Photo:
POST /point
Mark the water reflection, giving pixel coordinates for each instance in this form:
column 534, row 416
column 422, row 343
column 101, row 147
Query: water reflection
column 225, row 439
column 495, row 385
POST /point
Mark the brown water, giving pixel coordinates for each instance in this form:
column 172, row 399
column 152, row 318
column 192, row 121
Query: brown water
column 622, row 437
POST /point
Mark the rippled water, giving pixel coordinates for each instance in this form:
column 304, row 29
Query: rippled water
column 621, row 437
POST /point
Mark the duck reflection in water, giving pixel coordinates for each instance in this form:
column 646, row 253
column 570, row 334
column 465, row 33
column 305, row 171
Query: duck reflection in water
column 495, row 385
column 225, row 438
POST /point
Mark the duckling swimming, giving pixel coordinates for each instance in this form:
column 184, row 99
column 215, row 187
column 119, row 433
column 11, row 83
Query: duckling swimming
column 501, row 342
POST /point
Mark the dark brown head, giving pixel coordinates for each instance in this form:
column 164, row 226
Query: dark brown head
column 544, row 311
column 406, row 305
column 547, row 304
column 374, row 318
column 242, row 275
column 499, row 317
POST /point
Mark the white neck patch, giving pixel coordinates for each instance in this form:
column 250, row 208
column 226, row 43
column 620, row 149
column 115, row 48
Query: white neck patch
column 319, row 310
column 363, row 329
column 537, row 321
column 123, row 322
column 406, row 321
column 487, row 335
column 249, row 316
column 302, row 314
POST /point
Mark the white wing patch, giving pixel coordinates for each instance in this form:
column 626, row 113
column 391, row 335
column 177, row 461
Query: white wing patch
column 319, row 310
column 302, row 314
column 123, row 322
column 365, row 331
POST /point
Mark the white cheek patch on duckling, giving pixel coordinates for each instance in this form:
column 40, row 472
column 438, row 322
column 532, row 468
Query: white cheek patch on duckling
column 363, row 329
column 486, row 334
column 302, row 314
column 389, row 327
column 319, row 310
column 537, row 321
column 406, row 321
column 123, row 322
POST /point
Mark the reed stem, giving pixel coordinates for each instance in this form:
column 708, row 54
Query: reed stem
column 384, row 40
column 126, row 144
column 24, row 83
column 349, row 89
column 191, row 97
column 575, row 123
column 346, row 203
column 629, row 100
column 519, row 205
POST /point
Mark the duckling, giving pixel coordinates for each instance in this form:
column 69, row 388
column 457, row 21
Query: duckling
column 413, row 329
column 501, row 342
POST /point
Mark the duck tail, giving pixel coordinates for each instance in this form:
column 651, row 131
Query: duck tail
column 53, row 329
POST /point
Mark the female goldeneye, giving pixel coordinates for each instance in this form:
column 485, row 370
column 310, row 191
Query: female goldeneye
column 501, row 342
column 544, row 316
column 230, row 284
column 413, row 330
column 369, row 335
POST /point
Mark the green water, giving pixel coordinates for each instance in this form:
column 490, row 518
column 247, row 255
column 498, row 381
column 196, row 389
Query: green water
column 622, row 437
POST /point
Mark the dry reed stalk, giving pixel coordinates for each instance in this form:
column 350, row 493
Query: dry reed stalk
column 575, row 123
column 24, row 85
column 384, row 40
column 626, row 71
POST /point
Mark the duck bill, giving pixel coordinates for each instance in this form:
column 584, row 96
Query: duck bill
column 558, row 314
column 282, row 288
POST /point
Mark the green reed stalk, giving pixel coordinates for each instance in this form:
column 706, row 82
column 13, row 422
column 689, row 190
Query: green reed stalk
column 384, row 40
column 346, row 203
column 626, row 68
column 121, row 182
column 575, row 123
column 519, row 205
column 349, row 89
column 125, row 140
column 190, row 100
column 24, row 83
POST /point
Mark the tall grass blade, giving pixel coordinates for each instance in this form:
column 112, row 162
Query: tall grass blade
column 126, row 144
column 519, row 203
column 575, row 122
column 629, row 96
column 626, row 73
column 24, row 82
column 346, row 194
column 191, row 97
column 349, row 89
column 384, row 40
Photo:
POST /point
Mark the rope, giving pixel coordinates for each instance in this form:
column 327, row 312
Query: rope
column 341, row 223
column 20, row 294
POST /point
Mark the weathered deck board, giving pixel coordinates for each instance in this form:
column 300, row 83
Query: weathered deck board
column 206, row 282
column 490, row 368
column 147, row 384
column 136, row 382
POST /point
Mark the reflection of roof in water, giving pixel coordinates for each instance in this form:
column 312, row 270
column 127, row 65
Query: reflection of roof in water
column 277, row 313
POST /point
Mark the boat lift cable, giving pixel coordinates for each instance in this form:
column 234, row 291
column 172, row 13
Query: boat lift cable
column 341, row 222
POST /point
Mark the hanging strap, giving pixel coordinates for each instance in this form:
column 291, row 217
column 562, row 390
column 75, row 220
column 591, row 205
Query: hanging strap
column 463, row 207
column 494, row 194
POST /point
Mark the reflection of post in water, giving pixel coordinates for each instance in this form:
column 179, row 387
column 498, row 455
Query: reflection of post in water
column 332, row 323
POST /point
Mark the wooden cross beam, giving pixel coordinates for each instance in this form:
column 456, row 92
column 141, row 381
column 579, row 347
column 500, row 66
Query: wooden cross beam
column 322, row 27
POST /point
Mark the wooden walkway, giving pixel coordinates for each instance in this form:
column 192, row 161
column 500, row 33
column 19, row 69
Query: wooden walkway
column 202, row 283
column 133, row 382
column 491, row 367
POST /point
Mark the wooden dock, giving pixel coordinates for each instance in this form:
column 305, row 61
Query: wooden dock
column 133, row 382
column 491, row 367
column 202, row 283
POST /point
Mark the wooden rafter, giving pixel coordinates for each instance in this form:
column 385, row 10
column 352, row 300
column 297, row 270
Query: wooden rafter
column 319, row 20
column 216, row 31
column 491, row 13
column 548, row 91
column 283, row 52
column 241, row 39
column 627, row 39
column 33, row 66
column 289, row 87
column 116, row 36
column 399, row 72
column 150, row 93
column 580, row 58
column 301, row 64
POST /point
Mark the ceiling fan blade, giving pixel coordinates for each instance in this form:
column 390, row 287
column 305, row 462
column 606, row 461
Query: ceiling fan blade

- - - - -

**Exercise goal:** Within the entries, find all lines holding "ceiling" and copy each one.

**Exercise result:**
Mark the ceiling fan blade, giving pixel coordinates for each instance in this form:
Query: ceiling fan blade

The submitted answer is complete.